Reproduce exactly the lines below from the one containing "Target: white flower" through the one containing "Target: purple hydrangea", including both, and nothing else.
Segment Start: DATA SUPPLIED
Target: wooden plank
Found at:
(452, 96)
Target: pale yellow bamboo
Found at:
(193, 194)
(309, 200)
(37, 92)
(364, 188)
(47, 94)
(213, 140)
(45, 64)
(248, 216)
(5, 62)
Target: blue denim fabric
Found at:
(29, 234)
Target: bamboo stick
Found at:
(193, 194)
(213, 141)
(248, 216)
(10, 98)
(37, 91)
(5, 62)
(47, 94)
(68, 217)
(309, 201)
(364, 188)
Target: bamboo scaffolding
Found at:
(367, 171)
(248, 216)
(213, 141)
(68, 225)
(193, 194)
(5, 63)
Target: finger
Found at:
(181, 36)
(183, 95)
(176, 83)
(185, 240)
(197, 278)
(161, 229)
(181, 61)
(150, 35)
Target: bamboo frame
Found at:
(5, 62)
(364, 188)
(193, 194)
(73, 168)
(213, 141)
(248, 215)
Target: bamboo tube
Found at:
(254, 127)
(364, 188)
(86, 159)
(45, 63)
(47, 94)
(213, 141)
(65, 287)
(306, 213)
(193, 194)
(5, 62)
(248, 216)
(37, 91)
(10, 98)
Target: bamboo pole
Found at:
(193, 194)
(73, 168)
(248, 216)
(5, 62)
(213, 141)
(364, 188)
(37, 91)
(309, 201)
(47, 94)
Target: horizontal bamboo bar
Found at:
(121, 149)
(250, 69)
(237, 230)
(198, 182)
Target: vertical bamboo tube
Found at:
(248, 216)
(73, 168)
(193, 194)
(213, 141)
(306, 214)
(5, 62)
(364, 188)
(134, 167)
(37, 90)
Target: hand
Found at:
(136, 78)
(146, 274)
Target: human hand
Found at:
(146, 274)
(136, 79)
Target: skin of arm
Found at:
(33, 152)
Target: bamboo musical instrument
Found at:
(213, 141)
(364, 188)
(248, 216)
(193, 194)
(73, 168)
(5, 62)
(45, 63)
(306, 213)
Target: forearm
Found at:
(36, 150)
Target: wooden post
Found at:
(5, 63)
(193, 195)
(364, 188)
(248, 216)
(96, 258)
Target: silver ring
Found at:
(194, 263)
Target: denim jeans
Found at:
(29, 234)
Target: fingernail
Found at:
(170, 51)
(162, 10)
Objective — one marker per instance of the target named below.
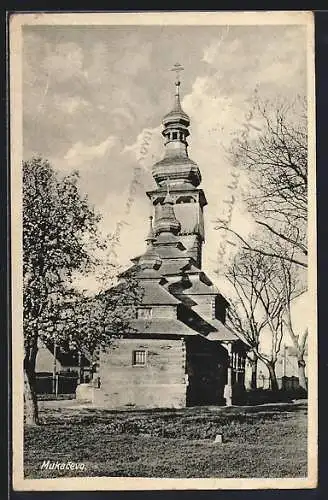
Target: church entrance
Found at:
(207, 374)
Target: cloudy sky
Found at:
(92, 92)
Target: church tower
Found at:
(176, 350)
(180, 175)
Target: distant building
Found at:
(286, 370)
(179, 352)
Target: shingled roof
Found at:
(163, 326)
(155, 294)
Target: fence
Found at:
(61, 383)
(284, 383)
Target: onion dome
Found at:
(150, 259)
(167, 222)
(176, 167)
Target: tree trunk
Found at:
(301, 373)
(273, 378)
(30, 398)
(254, 374)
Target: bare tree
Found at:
(275, 160)
(258, 307)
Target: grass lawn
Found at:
(260, 441)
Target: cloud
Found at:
(65, 60)
(80, 153)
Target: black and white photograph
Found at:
(163, 234)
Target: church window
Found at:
(213, 307)
(144, 313)
(139, 358)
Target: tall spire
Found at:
(177, 68)
(150, 236)
(167, 222)
(150, 259)
(176, 164)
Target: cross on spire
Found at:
(177, 68)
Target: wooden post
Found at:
(80, 368)
(228, 386)
(56, 385)
(54, 370)
(284, 367)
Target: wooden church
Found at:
(179, 352)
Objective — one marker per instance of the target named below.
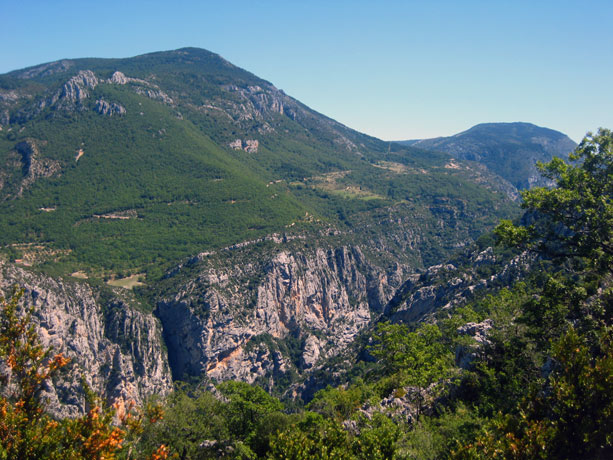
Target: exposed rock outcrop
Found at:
(116, 348)
(443, 286)
(249, 145)
(232, 321)
(465, 354)
(109, 108)
(33, 166)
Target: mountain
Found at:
(115, 164)
(267, 236)
(510, 150)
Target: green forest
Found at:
(535, 381)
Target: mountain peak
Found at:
(510, 150)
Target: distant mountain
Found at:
(139, 162)
(267, 235)
(510, 150)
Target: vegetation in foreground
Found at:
(539, 384)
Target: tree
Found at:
(574, 218)
(26, 430)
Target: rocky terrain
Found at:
(113, 346)
(266, 236)
(510, 150)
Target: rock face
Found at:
(116, 348)
(445, 285)
(239, 321)
(511, 150)
(109, 108)
(465, 355)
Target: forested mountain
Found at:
(510, 150)
(278, 252)
(266, 235)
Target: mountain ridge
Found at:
(507, 149)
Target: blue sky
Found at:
(392, 69)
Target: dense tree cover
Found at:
(27, 432)
(538, 384)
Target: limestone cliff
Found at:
(257, 313)
(116, 348)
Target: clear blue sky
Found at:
(392, 69)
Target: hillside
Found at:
(113, 165)
(510, 150)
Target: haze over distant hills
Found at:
(267, 235)
(510, 150)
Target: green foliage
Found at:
(419, 356)
(575, 218)
(170, 167)
(27, 431)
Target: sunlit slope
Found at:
(137, 163)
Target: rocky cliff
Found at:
(116, 348)
(269, 310)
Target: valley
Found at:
(182, 227)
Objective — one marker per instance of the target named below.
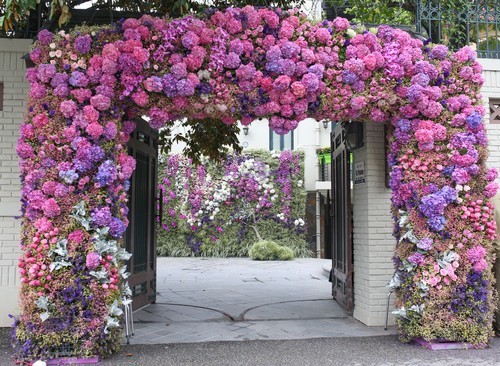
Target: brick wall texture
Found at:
(372, 224)
(12, 70)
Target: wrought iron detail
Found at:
(475, 23)
(494, 111)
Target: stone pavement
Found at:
(235, 299)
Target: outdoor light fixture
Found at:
(354, 135)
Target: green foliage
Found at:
(267, 250)
(378, 11)
(236, 237)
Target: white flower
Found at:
(351, 33)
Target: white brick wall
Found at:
(372, 230)
(12, 69)
(491, 89)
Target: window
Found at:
(494, 111)
(280, 142)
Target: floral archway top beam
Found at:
(242, 64)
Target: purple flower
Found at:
(349, 77)
(185, 87)
(404, 125)
(420, 79)
(232, 61)
(436, 223)
(425, 244)
(290, 49)
(273, 54)
(93, 260)
(169, 85)
(45, 37)
(46, 72)
(69, 176)
(311, 82)
(101, 217)
(416, 258)
(317, 69)
(474, 120)
(179, 70)
(287, 67)
(82, 44)
(116, 227)
(78, 79)
(439, 52)
(106, 173)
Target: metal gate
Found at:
(342, 264)
(140, 238)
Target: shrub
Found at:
(267, 250)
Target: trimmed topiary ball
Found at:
(268, 250)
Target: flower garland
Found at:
(242, 64)
(202, 203)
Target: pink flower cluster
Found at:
(243, 64)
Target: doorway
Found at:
(342, 253)
(140, 238)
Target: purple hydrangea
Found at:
(439, 52)
(93, 260)
(106, 173)
(349, 77)
(101, 217)
(68, 176)
(82, 44)
(78, 79)
(185, 87)
(45, 37)
(404, 125)
(474, 120)
(425, 244)
(116, 227)
(169, 85)
(416, 258)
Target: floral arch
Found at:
(242, 64)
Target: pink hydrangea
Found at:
(93, 260)
(95, 130)
(341, 24)
(67, 108)
(50, 208)
(100, 102)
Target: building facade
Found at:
(372, 225)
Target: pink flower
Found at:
(50, 208)
(67, 108)
(282, 83)
(40, 120)
(322, 35)
(93, 260)
(90, 114)
(341, 24)
(94, 130)
(100, 102)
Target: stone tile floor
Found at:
(211, 299)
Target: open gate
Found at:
(342, 263)
(140, 239)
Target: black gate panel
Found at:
(141, 232)
(342, 264)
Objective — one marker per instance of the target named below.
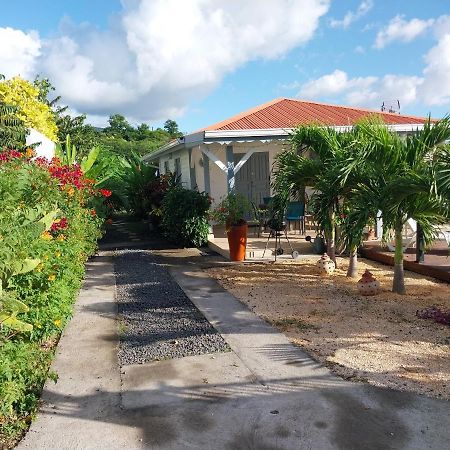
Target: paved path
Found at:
(265, 394)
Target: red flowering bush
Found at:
(50, 216)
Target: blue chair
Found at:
(295, 212)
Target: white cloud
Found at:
(158, 55)
(333, 84)
(402, 30)
(367, 91)
(18, 52)
(430, 88)
(352, 16)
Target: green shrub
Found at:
(185, 217)
(49, 226)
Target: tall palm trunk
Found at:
(353, 263)
(331, 238)
(398, 285)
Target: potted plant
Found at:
(231, 212)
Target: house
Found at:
(238, 153)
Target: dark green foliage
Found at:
(185, 217)
(172, 128)
(132, 182)
(12, 129)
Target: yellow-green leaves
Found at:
(35, 114)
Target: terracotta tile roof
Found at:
(288, 113)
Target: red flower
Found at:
(59, 225)
(105, 192)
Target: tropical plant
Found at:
(95, 164)
(185, 217)
(316, 159)
(30, 109)
(134, 178)
(231, 210)
(405, 180)
(12, 129)
(48, 228)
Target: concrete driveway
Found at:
(265, 394)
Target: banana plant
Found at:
(93, 165)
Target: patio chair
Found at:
(296, 213)
(257, 222)
(277, 228)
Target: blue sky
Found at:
(200, 61)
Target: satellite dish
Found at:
(391, 106)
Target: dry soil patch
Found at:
(375, 339)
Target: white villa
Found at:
(238, 153)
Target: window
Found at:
(178, 167)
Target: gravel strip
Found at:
(157, 319)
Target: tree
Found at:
(316, 160)
(405, 180)
(120, 127)
(30, 109)
(12, 129)
(172, 128)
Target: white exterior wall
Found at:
(183, 154)
(217, 177)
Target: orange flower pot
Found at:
(237, 241)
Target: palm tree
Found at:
(405, 180)
(317, 159)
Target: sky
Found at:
(201, 61)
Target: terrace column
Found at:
(230, 168)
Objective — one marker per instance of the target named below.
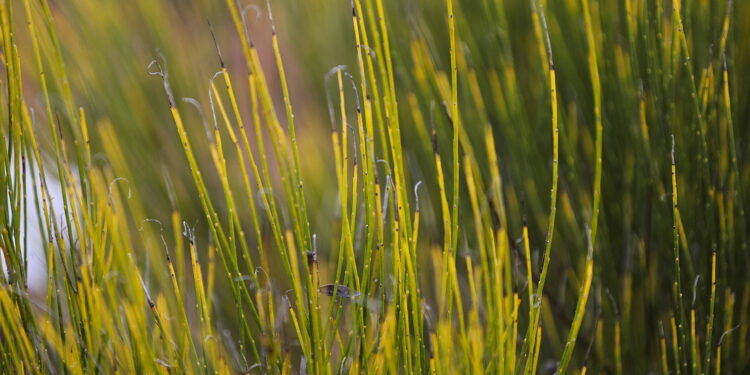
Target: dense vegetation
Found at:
(458, 186)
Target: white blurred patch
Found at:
(34, 242)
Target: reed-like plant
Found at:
(479, 186)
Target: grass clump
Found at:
(485, 187)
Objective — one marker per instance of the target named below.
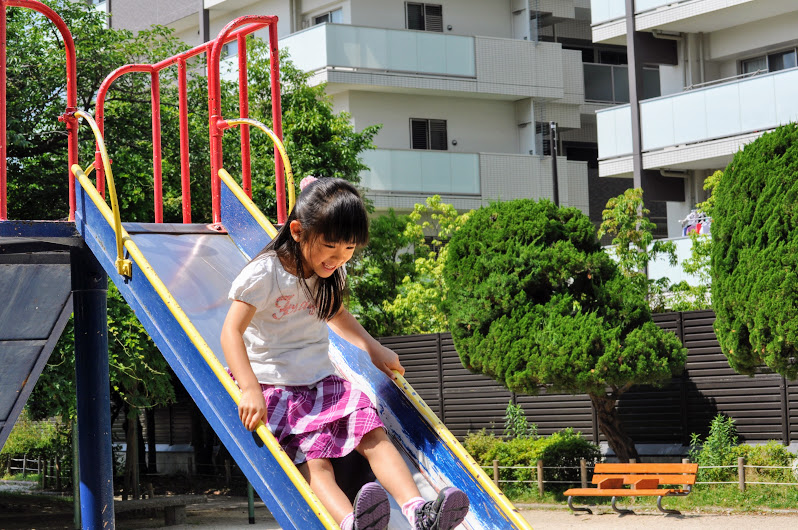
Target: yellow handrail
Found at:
(289, 174)
(123, 266)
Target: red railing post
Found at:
(185, 175)
(157, 166)
(3, 126)
(216, 123)
(72, 98)
(277, 121)
(243, 103)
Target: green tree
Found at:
(634, 247)
(687, 297)
(318, 142)
(377, 272)
(534, 301)
(755, 255)
(417, 307)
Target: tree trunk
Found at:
(152, 462)
(131, 456)
(611, 427)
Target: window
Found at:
(334, 17)
(424, 17)
(428, 134)
(770, 63)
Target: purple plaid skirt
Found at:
(327, 420)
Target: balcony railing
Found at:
(607, 83)
(416, 171)
(607, 10)
(355, 47)
(731, 109)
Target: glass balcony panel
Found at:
(757, 109)
(406, 170)
(620, 75)
(465, 174)
(657, 123)
(786, 102)
(689, 119)
(380, 49)
(431, 52)
(421, 171)
(598, 82)
(614, 131)
(723, 114)
(403, 50)
(651, 87)
(719, 111)
(606, 10)
(645, 5)
(308, 49)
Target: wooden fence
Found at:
(764, 407)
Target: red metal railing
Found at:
(236, 30)
(71, 92)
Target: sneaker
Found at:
(372, 510)
(444, 513)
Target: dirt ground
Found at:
(223, 512)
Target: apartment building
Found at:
(465, 90)
(727, 74)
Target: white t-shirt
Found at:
(286, 343)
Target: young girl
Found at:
(275, 340)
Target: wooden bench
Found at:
(174, 506)
(637, 480)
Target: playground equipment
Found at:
(176, 278)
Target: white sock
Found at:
(409, 509)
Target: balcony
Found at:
(401, 178)
(346, 55)
(425, 172)
(607, 83)
(688, 16)
(746, 107)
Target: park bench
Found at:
(173, 506)
(637, 480)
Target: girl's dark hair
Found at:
(330, 209)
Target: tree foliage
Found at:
(755, 255)
(418, 306)
(377, 272)
(697, 296)
(318, 141)
(534, 301)
(634, 247)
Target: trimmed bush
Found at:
(563, 449)
(755, 255)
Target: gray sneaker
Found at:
(372, 510)
(445, 512)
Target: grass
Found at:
(756, 498)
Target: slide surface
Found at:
(178, 287)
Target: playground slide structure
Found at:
(176, 278)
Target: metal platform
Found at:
(35, 305)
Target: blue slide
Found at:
(177, 279)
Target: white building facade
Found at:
(734, 77)
(464, 89)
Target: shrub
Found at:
(717, 450)
(753, 258)
(516, 424)
(772, 453)
(562, 449)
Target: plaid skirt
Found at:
(327, 420)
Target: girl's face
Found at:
(321, 257)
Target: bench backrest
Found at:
(617, 473)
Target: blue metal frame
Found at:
(258, 464)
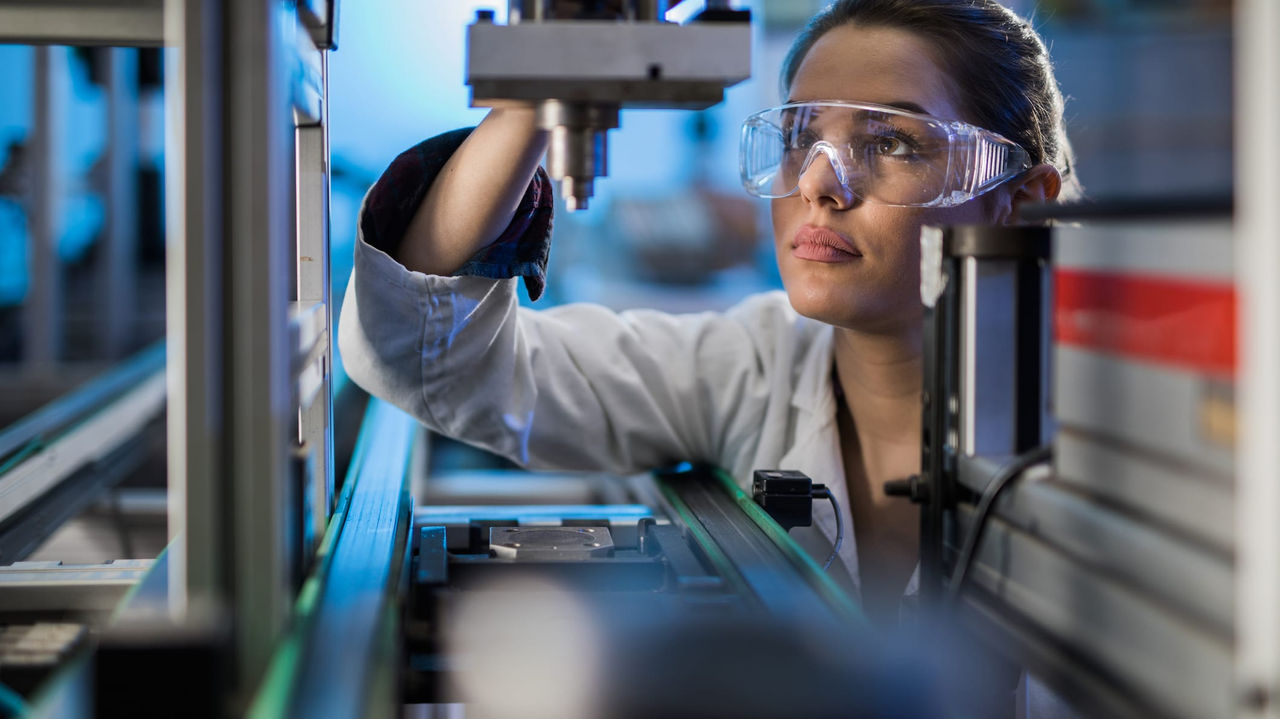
Segment End: DATA SUPPLIED
▶ REPLY
Target: white flower
Found at:
(351, 33)
Target: white brick wall
Found at:
(372, 230)
(12, 69)
(491, 89)
Target: window
Found at:
(494, 111)
(280, 142)
Target: floral archway top beam
Found at:
(242, 64)
Target: purple flower
Found at:
(349, 77)
(185, 87)
(404, 125)
(420, 79)
(232, 61)
(436, 223)
(425, 244)
(290, 49)
(273, 54)
(93, 260)
(169, 85)
(45, 37)
(46, 72)
(69, 176)
(311, 82)
(101, 217)
(416, 258)
(317, 69)
(474, 120)
(179, 70)
(287, 67)
(82, 44)
(116, 227)
(78, 79)
(439, 52)
(106, 173)
Target: metal gate
Found at:
(342, 264)
(140, 238)
Target: shrub
Found at:
(267, 250)
Target: trimmed topiary ball
Found at:
(268, 250)
Target: flower garland
Found at:
(242, 64)
(202, 203)
Target: pink flower cluster
Found at:
(243, 64)
Target: doorway
Found at:
(342, 253)
(140, 238)
Target: purple hydrangea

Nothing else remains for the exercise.